WORK TO DO
Word for word, restate every line of the material.

PROVIDED INFORMATION
——————————

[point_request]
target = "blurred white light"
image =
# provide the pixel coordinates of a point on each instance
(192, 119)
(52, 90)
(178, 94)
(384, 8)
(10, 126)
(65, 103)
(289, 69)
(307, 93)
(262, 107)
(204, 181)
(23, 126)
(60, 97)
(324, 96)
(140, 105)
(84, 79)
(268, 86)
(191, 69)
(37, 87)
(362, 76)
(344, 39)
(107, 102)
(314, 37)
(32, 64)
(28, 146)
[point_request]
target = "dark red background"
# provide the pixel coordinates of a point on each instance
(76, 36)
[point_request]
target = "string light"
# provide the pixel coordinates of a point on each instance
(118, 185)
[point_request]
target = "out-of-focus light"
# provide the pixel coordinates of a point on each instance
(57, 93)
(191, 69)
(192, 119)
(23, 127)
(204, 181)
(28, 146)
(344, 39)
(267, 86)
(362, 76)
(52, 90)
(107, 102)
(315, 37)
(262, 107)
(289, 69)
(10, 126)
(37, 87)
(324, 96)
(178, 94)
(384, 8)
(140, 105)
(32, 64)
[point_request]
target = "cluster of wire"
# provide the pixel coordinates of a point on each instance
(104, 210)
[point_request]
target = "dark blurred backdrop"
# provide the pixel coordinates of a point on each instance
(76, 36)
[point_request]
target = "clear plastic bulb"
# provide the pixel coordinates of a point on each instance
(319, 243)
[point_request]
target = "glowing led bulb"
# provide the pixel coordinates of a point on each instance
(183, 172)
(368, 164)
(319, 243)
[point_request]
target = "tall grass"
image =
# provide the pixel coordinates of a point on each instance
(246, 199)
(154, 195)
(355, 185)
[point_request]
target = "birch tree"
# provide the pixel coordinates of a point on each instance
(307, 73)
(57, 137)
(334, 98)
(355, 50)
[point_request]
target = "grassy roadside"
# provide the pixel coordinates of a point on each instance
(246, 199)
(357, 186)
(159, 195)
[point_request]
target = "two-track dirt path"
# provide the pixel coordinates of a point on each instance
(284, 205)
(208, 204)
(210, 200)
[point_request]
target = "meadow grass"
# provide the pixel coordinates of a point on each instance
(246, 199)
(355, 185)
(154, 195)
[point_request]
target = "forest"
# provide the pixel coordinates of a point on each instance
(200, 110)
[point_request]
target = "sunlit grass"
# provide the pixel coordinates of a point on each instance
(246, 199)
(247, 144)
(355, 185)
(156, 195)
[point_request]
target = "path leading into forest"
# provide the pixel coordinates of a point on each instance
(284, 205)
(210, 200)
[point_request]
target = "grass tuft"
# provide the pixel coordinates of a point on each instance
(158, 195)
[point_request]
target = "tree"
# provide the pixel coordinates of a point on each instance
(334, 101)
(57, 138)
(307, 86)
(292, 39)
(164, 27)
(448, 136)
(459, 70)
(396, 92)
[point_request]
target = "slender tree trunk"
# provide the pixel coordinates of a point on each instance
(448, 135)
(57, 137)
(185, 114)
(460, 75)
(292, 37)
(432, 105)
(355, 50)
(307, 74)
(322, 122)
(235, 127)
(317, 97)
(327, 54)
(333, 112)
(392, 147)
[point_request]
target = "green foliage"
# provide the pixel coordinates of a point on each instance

——————————

CORRECT RESULT
[point_request]
target = "blurred white light"
image =
# provide the pixel coordinates of a point on each instance
(192, 119)
(52, 90)
(178, 94)
(384, 8)
(10, 126)
(65, 103)
(289, 69)
(307, 93)
(262, 107)
(204, 181)
(23, 126)
(60, 97)
(324, 96)
(140, 105)
(84, 79)
(268, 86)
(191, 69)
(37, 87)
(362, 76)
(344, 39)
(107, 102)
(314, 37)
(32, 64)
(28, 146)
[point_request]
target = "dark red background"
# provide the pixel coordinates of a point on each instance
(76, 36)
[point_request]
target = "string light"
# provide the pixel coordinates of a point on each instance
(118, 185)
[point_request]
target = "out-of-focus light"
# provide the pixel coordinates of a point on each instance
(57, 93)
(191, 69)
(192, 119)
(23, 127)
(204, 181)
(28, 146)
(344, 39)
(267, 86)
(362, 76)
(52, 90)
(107, 102)
(315, 37)
(262, 107)
(289, 69)
(10, 126)
(37, 87)
(324, 96)
(178, 94)
(384, 8)
(140, 105)
(32, 64)
[point_request]
target = "cluster of wire"
# provide the pixel coordinates of a point on each instance
(104, 210)
[point_request]
target = "dark blurred backdrop"
# provide the pixel coordinates of a point on each instance
(76, 36)
[point_request]
target = "clear plastic bulb"
# provide the pixel coordinates of a point on each instance
(319, 243)
[point_request]
target = "glowing led bulb"
# provide the pixel coordinates of a point on each instance
(183, 172)
(368, 164)
(319, 243)
[point_request]
target = "tall grass"
image =
# provide the pixel coordinates of a point on each instance
(246, 199)
(154, 195)
(355, 185)
[point_request]
target = "birch tree"
# provide the pixel coordinates of a point on each instance
(307, 73)
(57, 137)
(334, 98)
(355, 50)
[point_request]
target = "grassy roadside"
# provide the pixel coordinates of a point on each instance
(246, 199)
(357, 186)
(159, 195)
[point_request]
target = "two-track dirt path"
# provide the pixel coordinates of a point on each instance
(284, 205)
(208, 204)
(210, 200)
[point_request]
target = "meadow grass"
# provide the pixel coordinates of a point on each instance
(246, 199)
(355, 185)
(154, 195)
[point_request]
target = "forest"
# provide the pixel coordinates of a point on each instance
(200, 110)
[point_request]
target = "sunlit grass"
# provide the pixel coordinates of a point on each instance
(246, 199)
(247, 144)
(355, 185)
(156, 195)
[point_request]
target = "path leading into forest"
# provide the pixel coordinates of a point on each instance
(284, 205)
(210, 200)
[point_request]
target = "grass tuft"
# provide the pixel coordinates of a point on each instance
(158, 195)
[point_request]
target = "tree"
# provide the pixel coordinates of a point on each instance
(334, 101)
(57, 138)
(307, 86)
(292, 39)
(164, 27)
(448, 136)
(459, 70)
(396, 92)
[point_request]
target = "slender tree trunk"
# provide the pixel coordinates of a point on each instance
(448, 135)
(57, 137)
(185, 114)
(460, 75)
(292, 37)
(432, 105)
(355, 50)
(307, 74)
(322, 122)
(235, 127)
(317, 97)
(327, 54)
(333, 112)
(392, 147)
[point_request]
target = "green foliage"
# provide the pixel coordinates of a point on each instance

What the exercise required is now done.